Input records
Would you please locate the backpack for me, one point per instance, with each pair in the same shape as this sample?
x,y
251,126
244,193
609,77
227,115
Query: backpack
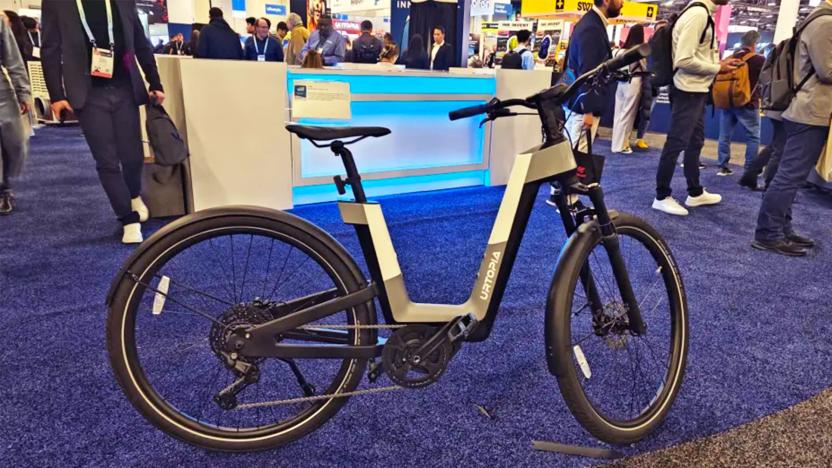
x,y
367,51
777,81
662,46
513,60
169,149
732,89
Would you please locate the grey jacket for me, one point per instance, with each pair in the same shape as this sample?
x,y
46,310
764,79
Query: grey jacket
x,y
813,103
14,89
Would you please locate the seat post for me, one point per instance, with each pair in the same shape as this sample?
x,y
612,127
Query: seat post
x,y
353,177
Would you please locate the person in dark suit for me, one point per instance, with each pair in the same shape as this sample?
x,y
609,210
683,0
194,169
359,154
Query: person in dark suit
x,y
261,46
104,93
442,53
217,40
416,57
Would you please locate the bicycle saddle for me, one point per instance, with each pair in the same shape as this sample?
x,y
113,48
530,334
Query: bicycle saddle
x,y
335,133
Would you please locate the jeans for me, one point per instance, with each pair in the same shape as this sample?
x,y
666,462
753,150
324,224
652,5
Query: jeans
x,y
803,147
769,157
749,118
110,120
687,133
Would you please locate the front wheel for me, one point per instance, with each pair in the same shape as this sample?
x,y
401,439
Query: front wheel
x,y
618,385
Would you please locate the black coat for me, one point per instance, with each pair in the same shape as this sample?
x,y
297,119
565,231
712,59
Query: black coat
x,y
444,57
589,46
218,41
66,52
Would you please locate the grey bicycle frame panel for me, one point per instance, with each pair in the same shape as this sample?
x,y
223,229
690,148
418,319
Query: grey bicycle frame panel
x,y
533,165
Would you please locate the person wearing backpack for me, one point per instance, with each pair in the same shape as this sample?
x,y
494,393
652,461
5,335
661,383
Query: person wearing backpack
x,y
366,48
521,58
695,63
746,114
806,120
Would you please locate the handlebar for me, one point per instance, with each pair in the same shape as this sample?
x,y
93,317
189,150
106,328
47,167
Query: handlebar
x,y
557,92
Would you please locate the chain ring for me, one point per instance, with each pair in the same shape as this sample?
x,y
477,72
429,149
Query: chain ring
x,y
398,352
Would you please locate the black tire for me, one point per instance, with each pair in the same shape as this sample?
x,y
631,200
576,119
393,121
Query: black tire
x,y
132,369
601,412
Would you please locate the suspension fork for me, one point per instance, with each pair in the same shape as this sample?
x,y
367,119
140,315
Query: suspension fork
x,y
612,244
570,224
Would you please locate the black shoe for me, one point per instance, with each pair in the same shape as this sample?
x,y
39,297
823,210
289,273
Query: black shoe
x,y
782,247
6,203
800,241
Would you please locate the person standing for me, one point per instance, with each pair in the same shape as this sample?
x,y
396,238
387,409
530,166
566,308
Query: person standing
x,y
217,40
442,53
696,61
262,47
807,128
328,42
15,93
297,40
628,96
366,48
90,49
749,115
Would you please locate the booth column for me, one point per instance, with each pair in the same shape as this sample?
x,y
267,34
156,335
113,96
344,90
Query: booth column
x,y
786,19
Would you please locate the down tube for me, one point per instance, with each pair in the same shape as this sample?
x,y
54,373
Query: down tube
x,y
518,230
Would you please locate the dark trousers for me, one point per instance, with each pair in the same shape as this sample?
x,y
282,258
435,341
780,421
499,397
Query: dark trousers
x,y
803,146
769,157
110,120
687,133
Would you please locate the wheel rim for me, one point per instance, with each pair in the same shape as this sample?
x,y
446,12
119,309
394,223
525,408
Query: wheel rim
x,y
164,374
629,380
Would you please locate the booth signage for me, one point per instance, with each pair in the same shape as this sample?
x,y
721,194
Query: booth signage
x,y
276,10
321,100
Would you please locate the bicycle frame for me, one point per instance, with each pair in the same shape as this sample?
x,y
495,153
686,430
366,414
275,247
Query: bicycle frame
x,y
530,169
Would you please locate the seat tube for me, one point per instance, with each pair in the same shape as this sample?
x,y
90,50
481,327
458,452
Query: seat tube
x,y
612,245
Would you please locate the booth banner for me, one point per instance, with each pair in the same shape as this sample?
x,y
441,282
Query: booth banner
x,y
631,11
482,7
315,9
321,100
156,10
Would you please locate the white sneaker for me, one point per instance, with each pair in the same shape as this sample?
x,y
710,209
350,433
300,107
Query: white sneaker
x,y
139,207
132,234
670,206
704,199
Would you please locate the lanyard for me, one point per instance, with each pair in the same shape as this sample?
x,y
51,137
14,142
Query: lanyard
x,y
265,46
87,26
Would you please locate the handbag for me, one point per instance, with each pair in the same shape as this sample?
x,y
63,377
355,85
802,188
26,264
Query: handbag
x,y
590,166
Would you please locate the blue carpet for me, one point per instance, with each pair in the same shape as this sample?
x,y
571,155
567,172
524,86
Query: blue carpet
x,y
760,327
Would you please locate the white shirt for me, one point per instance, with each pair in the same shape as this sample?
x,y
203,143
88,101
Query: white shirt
x,y
433,53
697,62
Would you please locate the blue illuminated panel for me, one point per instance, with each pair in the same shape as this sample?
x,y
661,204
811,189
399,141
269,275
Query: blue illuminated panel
x,y
375,188
392,84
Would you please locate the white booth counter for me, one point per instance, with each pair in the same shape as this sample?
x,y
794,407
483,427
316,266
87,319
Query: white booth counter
x,y
235,115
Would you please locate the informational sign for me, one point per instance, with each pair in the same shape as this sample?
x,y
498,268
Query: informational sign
x,y
631,11
321,100
482,7
275,10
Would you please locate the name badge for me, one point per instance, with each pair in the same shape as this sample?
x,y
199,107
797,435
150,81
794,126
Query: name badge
x,y
102,63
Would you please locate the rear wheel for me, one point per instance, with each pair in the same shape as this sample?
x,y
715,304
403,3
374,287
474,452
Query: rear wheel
x,y
618,385
178,302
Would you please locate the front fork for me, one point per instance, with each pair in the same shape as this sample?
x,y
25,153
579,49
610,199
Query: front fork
x,y
612,244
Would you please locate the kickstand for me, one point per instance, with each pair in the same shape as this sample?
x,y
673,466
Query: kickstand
x,y
593,452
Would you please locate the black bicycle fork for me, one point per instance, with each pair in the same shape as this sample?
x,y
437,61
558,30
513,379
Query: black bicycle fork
x,y
612,244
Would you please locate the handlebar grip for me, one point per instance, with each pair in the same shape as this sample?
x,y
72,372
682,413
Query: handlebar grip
x,y
466,112
629,57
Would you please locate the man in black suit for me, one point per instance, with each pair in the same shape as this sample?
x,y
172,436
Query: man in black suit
x,y
442,53
89,62
217,40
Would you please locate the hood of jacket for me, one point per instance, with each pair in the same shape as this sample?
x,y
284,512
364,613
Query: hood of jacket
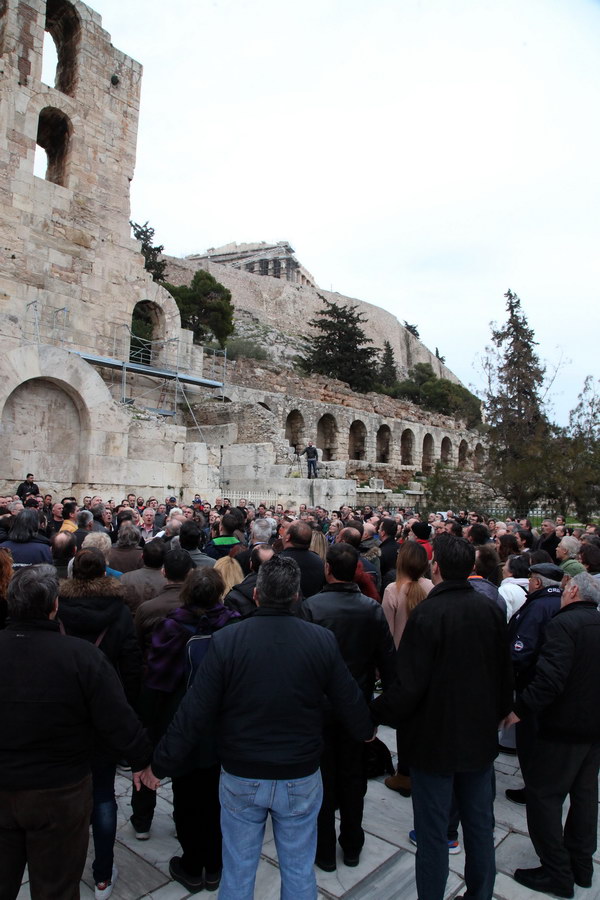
x,y
88,607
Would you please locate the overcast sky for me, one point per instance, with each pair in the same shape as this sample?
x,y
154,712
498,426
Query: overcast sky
x,y
423,155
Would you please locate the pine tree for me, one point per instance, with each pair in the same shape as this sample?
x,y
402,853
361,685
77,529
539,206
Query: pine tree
x,y
152,264
388,373
340,348
518,428
205,307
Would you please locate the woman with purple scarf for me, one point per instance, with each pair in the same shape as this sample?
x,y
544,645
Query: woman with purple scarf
x,y
196,808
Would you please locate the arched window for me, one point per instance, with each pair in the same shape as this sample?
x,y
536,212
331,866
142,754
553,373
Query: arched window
x,y
407,446
327,437
384,444
294,430
54,134
478,457
147,332
446,454
427,461
64,27
357,439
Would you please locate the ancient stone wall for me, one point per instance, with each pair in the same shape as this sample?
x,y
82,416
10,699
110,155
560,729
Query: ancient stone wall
x,y
281,306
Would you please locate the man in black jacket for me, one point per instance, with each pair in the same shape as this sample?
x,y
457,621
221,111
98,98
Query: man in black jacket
x,y
563,698
366,644
454,683
263,682
59,696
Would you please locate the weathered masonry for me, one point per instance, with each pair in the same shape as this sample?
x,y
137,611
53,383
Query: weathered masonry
x,y
84,402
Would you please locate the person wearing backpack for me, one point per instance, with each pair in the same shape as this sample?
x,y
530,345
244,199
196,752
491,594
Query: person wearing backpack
x,y
179,644
92,607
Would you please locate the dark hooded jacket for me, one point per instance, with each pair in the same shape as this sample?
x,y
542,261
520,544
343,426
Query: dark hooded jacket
x,y
87,608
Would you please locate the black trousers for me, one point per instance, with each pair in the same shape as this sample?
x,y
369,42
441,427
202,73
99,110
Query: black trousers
x,y
49,831
344,774
558,769
197,814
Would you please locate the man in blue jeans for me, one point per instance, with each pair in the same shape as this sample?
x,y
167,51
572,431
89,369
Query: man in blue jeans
x,y
262,683
454,684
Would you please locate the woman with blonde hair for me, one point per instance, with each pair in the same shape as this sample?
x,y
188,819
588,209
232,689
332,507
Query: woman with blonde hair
x,y
399,600
410,587
230,571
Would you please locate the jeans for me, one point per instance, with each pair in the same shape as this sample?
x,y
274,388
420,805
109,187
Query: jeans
x,y
48,830
432,804
104,818
294,806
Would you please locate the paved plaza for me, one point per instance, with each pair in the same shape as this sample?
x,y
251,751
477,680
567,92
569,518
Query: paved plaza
x,y
386,869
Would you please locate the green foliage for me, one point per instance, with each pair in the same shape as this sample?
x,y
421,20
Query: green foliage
x,y
425,389
573,457
205,307
388,373
246,348
340,348
519,431
444,489
152,263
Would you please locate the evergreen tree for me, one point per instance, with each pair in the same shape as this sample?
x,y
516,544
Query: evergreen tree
x,y
339,349
388,373
518,428
152,264
205,307
573,460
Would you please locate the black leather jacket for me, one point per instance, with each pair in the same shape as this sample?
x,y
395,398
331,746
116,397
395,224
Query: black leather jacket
x,y
361,629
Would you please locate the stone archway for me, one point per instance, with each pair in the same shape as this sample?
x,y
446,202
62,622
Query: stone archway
x,y
357,439
327,437
427,462
407,446
478,457
43,426
294,430
446,451
71,415
383,444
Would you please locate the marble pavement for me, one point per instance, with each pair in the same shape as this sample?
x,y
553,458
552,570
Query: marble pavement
x,y
386,869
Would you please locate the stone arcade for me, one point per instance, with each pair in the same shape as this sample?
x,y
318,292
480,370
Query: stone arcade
x,y
82,404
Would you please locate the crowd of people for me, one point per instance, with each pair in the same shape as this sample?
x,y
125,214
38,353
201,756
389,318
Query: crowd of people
x,y
248,652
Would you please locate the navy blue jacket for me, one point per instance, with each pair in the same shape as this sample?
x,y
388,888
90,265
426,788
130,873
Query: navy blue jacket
x,y
526,632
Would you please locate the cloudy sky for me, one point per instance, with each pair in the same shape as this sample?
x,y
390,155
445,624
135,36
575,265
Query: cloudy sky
x,y
424,155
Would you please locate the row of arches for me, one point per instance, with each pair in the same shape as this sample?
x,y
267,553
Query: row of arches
x,y
329,441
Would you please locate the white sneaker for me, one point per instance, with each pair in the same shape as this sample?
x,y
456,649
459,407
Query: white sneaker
x,y
103,889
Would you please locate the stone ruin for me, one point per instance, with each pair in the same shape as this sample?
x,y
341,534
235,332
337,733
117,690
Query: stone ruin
x,y
89,407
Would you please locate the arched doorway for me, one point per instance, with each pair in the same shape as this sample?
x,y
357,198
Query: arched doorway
x,y
383,444
327,437
147,328
478,457
357,439
427,462
446,451
407,446
46,433
294,430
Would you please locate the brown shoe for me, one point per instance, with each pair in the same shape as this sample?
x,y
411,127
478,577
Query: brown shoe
x,y
399,783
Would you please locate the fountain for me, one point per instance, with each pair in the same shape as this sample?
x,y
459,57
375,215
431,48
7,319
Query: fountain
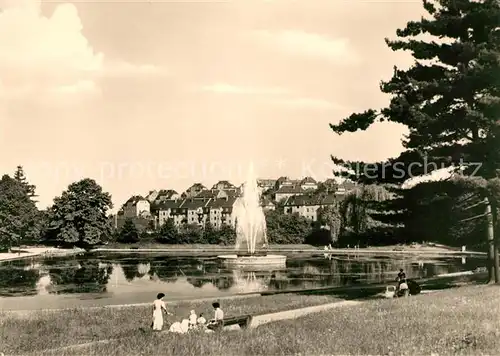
x,y
250,222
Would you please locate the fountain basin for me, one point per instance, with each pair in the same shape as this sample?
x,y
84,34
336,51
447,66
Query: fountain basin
x,y
275,261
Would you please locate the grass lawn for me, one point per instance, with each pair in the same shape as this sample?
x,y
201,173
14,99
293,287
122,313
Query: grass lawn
x,y
459,321
40,330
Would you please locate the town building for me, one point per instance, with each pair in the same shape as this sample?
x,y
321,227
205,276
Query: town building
x,y
345,187
286,191
170,209
266,184
267,204
221,211
225,186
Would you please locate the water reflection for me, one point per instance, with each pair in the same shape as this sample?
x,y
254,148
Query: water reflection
x,y
201,276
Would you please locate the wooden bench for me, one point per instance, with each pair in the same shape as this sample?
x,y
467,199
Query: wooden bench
x,y
243,321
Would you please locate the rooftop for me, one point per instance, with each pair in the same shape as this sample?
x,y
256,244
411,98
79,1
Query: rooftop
x,y
289,190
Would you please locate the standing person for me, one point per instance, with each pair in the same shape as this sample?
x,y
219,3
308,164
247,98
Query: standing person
x,y
402,285
158,308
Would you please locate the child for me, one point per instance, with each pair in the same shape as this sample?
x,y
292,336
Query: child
x,y
218,321
158,308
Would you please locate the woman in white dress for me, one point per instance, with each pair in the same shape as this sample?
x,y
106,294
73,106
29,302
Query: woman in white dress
x,y
158,308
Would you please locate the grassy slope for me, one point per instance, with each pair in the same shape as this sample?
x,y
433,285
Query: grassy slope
x,y
41,330
458,321
155,245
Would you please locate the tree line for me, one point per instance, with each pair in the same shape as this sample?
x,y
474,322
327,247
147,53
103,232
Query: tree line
x,y
80,217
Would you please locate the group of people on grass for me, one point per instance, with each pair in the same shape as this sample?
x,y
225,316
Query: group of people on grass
x,y
193,322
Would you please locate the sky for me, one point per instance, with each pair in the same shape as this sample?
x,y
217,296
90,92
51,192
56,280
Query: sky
x,y
150,95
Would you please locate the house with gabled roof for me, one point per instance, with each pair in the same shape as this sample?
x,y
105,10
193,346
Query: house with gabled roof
x,y
307,205
266,184
205,195
308,183
195,211
267,204
136,206
224,185
167,194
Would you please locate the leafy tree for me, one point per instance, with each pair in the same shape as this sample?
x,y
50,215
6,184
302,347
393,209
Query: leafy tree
x,y
450,98
78,216
18,214
128,232
190,234
168,232
20,177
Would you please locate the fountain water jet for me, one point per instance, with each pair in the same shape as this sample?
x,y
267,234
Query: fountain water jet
x,y
250,222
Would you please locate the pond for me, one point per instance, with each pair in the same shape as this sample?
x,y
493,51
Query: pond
x,y
102,279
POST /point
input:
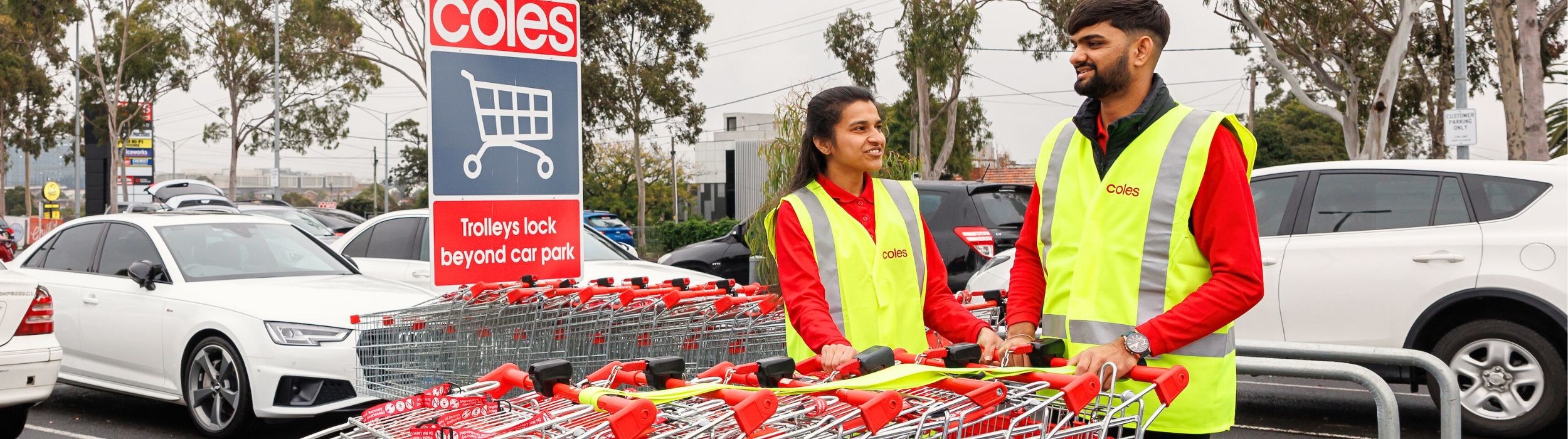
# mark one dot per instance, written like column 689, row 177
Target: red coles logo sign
column 1128, row 190
column 509, row 26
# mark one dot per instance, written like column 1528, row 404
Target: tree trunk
column 1382, row 105
column 1531, row 82
column 923, row 132
column 1509, row 77
column 27, row 184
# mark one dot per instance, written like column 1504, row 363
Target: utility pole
column 1460, row 68
column 675, row 184
column 278, row 107
column 386, row 162
column 375, row 167
column 1252, row 102
column 76, row 162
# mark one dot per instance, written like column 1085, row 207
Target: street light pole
column 278, row 105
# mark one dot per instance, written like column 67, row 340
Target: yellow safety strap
column 893, row 378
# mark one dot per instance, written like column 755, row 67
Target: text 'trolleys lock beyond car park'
column 506, row 159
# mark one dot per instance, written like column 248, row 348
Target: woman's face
column 857, row 140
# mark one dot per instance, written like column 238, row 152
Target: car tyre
column 13, row 419
column 1510, row 378
column 217, row 388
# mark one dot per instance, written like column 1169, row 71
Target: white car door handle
column 1438, row 256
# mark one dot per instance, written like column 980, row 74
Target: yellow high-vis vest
column 876, row 289
column 1118, row 251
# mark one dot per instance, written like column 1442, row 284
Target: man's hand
column 1092, row 359
column 1018, row 334
column 833, row 356
column 990, row 342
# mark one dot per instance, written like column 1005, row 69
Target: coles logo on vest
column 1126, row 190
column 509, row 26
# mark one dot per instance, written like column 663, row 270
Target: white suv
column 1463, row 259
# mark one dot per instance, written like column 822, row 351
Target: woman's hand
column 990, row 346
column 833, row 356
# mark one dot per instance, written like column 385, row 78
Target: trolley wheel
column 1510, row 377
column 471, row 167
column 217, row 389
column 546, row 167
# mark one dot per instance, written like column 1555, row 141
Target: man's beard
column 1106, row 80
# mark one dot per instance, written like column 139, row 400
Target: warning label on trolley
column 506, row 157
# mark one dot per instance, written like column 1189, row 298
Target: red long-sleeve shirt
column 802, row 286
column 1227, row 231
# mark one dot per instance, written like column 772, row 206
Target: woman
column 857, row 264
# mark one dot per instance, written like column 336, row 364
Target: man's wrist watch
column 1136, row 344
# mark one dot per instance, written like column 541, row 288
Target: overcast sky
column 781, row 55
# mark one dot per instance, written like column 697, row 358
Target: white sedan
column 29, row 352
column 233, row 315
column 1463, row 259
column 397, row 246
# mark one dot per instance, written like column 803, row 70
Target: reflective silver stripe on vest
column 827, row 256
column 1099, row 333
column 911, row 223
column 1162, row 217
column 1052, row 325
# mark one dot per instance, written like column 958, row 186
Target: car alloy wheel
column 212, row 388
column 1498, row 378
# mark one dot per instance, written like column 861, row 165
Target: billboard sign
column 506, row 157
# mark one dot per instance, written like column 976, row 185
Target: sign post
column 506, row 157
column 1459, row 127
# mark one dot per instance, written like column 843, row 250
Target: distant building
column 729, row 173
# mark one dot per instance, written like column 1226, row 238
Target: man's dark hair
column 1131, row 16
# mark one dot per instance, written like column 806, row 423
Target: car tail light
column 977, row 239
column 40, row 317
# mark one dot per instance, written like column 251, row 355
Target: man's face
column 1099, row 57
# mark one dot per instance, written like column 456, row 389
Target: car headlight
column 995, row 262
column 300, row 334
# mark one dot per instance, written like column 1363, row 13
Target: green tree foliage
column 413, row 171
column 973, row 132
column 638, row 63
column 1290, row 132
column 319, row 74
column 299, row 199
column 612, row 186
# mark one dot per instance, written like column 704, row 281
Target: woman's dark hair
column 822, row 115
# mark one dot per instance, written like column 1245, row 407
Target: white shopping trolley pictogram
column 512, row 117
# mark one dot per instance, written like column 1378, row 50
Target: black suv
column 971, row 221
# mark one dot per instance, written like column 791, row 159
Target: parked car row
column 1460, row 259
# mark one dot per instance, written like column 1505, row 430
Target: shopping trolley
column 512, row 117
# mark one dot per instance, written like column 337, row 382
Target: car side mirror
column 145, row 273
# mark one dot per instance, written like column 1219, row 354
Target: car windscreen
column 331, row 220
column 600, row 248
column 606, row 221
column 246, row 251
column 1002, row 209
column 295, row 217
column 184, row 189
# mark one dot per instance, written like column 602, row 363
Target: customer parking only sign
column 506, row 157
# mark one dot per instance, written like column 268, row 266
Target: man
column 1140, row 243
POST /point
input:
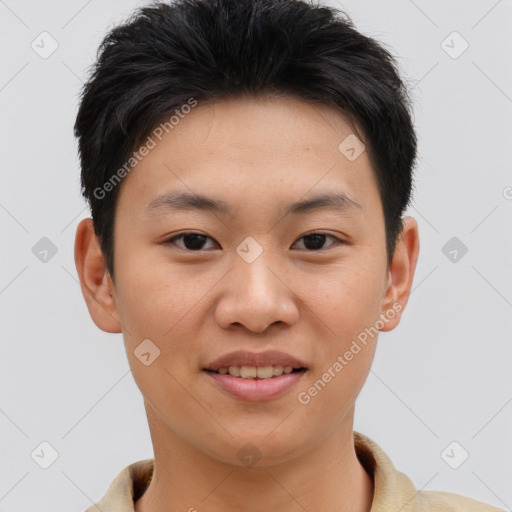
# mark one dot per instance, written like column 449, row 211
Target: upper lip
column 245, row 358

Stated problem
Can you copy out the material above, starting at the line that contains "Would you please locate the house" and ending at the line that contains "column 27, row 184", with the pictures left out?

Solution for this task
Would you please locate the house with gabled roof for me, one point per instance, with each pair in the same shape as this sample?
x,y
105,10
193,346
Query: house with gabled roof
x,y
307,205
266,184
205,195
308,183
195,211
267,204
136,206
224,185
167,194
Would you please locate the leafy tree for me, one point per instance, with each pair in the same shape as this sample?
x,y
50,215
6,184
302,347
393,209
Query: leafy tree
x,y
450,98
78,216
18,214
128,232
190,234
168,232
20,177
Would you please locate the fountain water jet for me, one point per instance, with each pair in the same shape as this sample?
x,y
267,234
Query: fountain water jet
x,y
250,222
Would you please locate the pond for me, one point per instance, with each pair in the same shape as this sample?
x,y
493,51
Query: pond
x,y
102,279
POST /point
input:
# mark one dot per instance, written like column 689, row 177
Target: red coles logo sign
column 1128, row 190
column 509, row 26
# mark one dot per instance, written like column 1528, row 404
Target: tree trunk
column 1382, row 105
column 1531, row 82
column 923, row 132
column 1509, row 77
column 27, row 184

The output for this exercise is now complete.